[Saved data entries]
- Opening Delimiter -
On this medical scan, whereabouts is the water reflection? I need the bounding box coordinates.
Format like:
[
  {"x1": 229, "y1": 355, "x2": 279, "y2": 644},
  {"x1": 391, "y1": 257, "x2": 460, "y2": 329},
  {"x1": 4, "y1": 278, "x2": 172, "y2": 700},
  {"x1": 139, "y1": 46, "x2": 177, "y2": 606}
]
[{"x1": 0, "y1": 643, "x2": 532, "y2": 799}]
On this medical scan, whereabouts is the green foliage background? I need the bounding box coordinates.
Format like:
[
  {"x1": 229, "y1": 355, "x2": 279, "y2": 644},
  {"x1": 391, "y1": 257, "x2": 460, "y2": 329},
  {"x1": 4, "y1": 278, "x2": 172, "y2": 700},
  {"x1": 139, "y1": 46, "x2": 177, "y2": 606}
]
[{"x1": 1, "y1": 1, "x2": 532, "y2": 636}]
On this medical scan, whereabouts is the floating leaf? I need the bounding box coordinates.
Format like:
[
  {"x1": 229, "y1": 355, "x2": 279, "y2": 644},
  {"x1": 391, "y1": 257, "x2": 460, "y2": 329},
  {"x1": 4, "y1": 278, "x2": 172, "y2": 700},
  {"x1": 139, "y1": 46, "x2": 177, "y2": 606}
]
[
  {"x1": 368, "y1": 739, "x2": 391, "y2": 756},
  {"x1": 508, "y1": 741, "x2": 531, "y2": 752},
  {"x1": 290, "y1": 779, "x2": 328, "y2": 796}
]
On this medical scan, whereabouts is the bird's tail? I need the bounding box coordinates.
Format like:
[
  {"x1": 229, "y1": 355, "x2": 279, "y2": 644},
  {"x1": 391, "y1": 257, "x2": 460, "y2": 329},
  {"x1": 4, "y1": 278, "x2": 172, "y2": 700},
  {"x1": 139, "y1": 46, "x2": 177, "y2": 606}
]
- Closing Delimiter -
> [EXERCISE PROMPT]: Reproduce all entries exactly, leaving each one whole.

> [RESPONSE FOR THIS EXERCISE]:
On this medical scan, whereabouts is the water reflection? I need the bounding box coordinates.
Format like:
[
  {"x1": 229, "y1": 355, "x2": 279, "y2": 644},
  {"x1": 391, "y1": 257, "x2": 460, "y2": 329},
  {"x1": 4, "y1": 278, "x2": 172, "y2": 700},
  {"x1": 139, "y1": 46, "x2": 177, "y2": 606}
]
[{"x1": 0, "y1": 643, "x2": 532, "y2": 799}]
On this medical scan, whereabouts is the green foliage background? I need the bounding box coordinates.
Format like:
[
  {"x1": 229, "y1": 355, "x2": 279, "y2": 644},
  {"x1": 391, "y1": 257, "x2": 460, "y2": 329},
  {"x1": 4, "y1": 278, "x2": 172, "y2": 700},
  {"x1": 139, "y1": 46, "x2": 177, "y2": 606}
]
[{"x1": 1, "y1": 1, "x2": 532, "y2": 636}]
On this medical scan, whereabouts is the floating leaf? I need the bounding box coordinates.
Format like:
[
  {"x1": 229, "y1": 355, "x2": 279, "y2": 644},
  {"x1": 391, "y1": 257, "x2": 460, "y2": 329},
  {"x1": 4, "y1": 278, "x2": 172, "y2": 700},
  {"x1": 139, "y1": 46, "x2": 177, "y2": 606}
]
[
  {"x1": 368, "y1": 739, "x2": 391, "y2": 756},
  {"x1": 508, "y1": 741, "x2": 531, "y2": 752},
  {"x1": 290, "y1": 779, "x2": 328, "y2": 796}
]
On this medical scan, whereabouts is the bird's tail? I need the bounding box coordinates.
Format like:
[
  {"x1": 229, "y1": 355, "x2": 279, "y2": 644},
  {"x1": 391, "y1": 257, "x2": 460, "y2": 329},
  {"x1": 4, "y1": 278, "x2": 172, "y2": 700},
  {"x1": 139, "y1": 46, "x2": 177, "y2": 606}
]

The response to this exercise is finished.